╭─ Provided material

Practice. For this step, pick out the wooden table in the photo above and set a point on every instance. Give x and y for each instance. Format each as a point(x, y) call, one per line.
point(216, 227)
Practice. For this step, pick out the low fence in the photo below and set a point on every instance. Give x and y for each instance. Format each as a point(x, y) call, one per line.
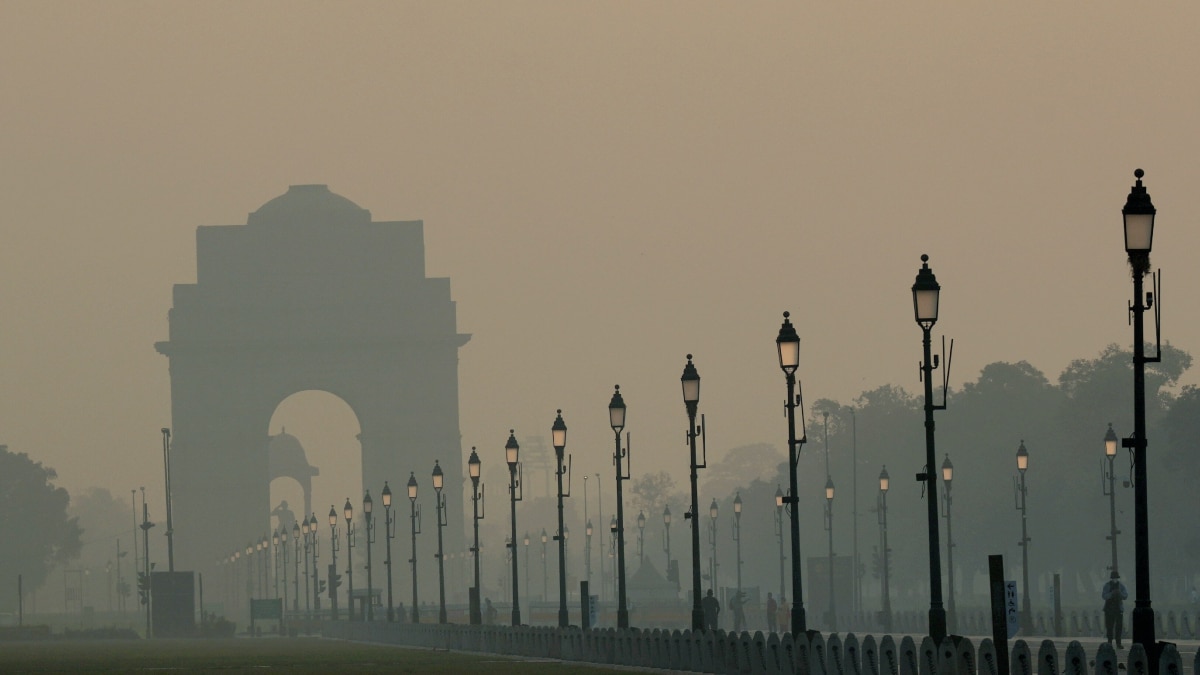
point(717, 651)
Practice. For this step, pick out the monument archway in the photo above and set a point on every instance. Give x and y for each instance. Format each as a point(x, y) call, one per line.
point(310, 293)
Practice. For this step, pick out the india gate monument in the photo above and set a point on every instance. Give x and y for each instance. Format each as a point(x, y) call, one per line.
point(310, 294)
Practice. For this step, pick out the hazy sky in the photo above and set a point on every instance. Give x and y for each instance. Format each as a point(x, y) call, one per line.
point(609, 186)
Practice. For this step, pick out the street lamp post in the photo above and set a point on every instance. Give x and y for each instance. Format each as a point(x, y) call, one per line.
point(641, 538)
point(414, 518)
point(295, 566)
point(712, 542)
point(779, 535)
point(925, 292)
point(526, 541)
point(283, 542)
point(737, 535)
point(545, 577)
point(316, 577)
point(348, 512)
point(885, 586)
point(367, 512)
point(558, 438)
point(1139, 237)
point(621, 460)
point(389, 531)
point(516, 493)
point(690, 381)
point(666, 539)
point(587, 553)
point(1023, 464)
point(833, 607)
point(1110, 453)
point(947, 477)
point(477, 499)
point(439, 503)
point(789, 346)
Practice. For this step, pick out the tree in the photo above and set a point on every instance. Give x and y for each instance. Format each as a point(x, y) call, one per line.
point(34, 524)
point(652, 491)
point(739, 467)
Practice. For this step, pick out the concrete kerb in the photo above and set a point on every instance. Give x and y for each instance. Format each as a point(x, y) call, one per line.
point(1074, 661)
point(1048, 658)
point(1020, 662)
point(907, 657)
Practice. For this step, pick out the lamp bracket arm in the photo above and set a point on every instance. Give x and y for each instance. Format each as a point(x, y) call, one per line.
point(1157, 284)
point(628, 453)
point(946, 372)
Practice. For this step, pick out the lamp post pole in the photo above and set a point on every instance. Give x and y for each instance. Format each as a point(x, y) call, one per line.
point(789, 347)
point(295, 567)
point(737, 535)
point(516, 494)
point(779, 535)
point(1139, 234)
point(712, 543)
point(690, 381)
point(621, 463)
point(947, 477)
point(1110, 453)
point(925, 292)
point(316, 577)
point(641, 538)
point(414, 518)
point(367, 512)
point(389, 525)
point(527, 566)
point(171, 530)
point(833, 607)
point(666, 541)
point(1023, 464)
point(477, 496)
point(439, 505)
point(587, 553)
point(348, 512)
point(558, 434)
point(885, 586)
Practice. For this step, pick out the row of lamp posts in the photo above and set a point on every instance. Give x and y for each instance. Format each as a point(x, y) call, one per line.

╰─

Copy out every line of the records above word for word, leaving out the pictures.

> _Exercise answer_
Practice. For this step, pick out the wooden table in the photo above and set a point on every instance. Give x and y for each instance. Format each as a point(x, y) call, one per line.
point(216, 227)
Practice. For this step, pick out the low fence in the photo below and set a point on every instance. Give x and y for each instance. Format each as a point(x, y) call, one per line.
point(717, 651)
Practice. For this step, pick out the monument archway in the photo above and set a point on every instance. Give x and y for each instance. Format each as a point(x, y) call, one per line.
point(310, 293)
Practice. For this step, pick out the india gate monument in the photo above and set a point on every instance. Give x and y for each instance. Format each as a point(x, y) call, one per line.
point(310, 294)
Practice. For this step, pick out the hazy sky in the photo above and set a point on every instance. Give x and y for each instance. Format each as a point(x, y) call, one per line.
point(609, 186)
Practice. For this step, pick out the street lamp post in the photo above and set a point on every instance. Give x and y for each instance. Format each as a point(x, y) call, one per line.
point(641, 538)
point(414, 518)
point(295, 566)
point(712, 542)
point(779, 535)
point(925, 292)
point(526, 541)
point(283, 542)
point(737, 535)
point(545, 577)
point(316, 577)
point(348, 512)
point(885, 586)
point(367, 512)
point(558, 438)
point(1139, 237)
point(621, 460)
point(389, 531)
point(516, 493)
point(690, 381)
point(666, 539)
point(587, 553)
point(1023, 464)
point(833, 607)
point(1110, 453)
point(947, 477)
point(477, 499)
point(439, 503)
point(789, 346)
Practice. For this step, pick out the tree in the photo above and set a point on every instance. Give x and y for each instance. Format each as a point(x, y) call, one per line.
point(34, 524)
point(652, 491)
point(739, 467)
Practice. For this step, pick out the concrete kerb in the photo above and set a point on every instance. Give x and y for each instance. Format each as a point(x, y) call, one per line.
point(1074, 661)
point(1048, 658)
point(1020, 662)
point(907, 657)
Practice. For this step, pick out the lamp bracket arm in the photo above and set a point on every instance. Give x and y for each instance. Format each as a point(x, y) call, one per line.
point(1157, 284)
point(628, 453)
point(946, 372)
Practice. For this step, pick out the lamp post pole in the photo above and set a point on every instance. Give x and y for each instance. Format each as a point(x, y) call, one per line.
point(789, 347)
point(295, 567)
point(737, 535)
point(516, 494)
point(779, 535)
point(1139, 234)
point(712, 543)
point(690, 381)
point(621, 463)
point(947, 477)
point(1110, 453)
point(925, 292)
point(316, 577)
point(641, 538)
point(414, 518)
point(367, 512)
point(389, 525)
point(527, 566)
point(171, 530)
point(833, 607)
point(666, 541)
point(1023, 464)
point(477, 496)
point(439, 505)
point(587, 553)
point(348, 512)
point(558, 434)
point(885, 586)
Practice. For this step, pick out the row of lamp posts in the photo above and set a point on every instance. Give x and y for each instance. Format each as a point(x, y) call, one per line.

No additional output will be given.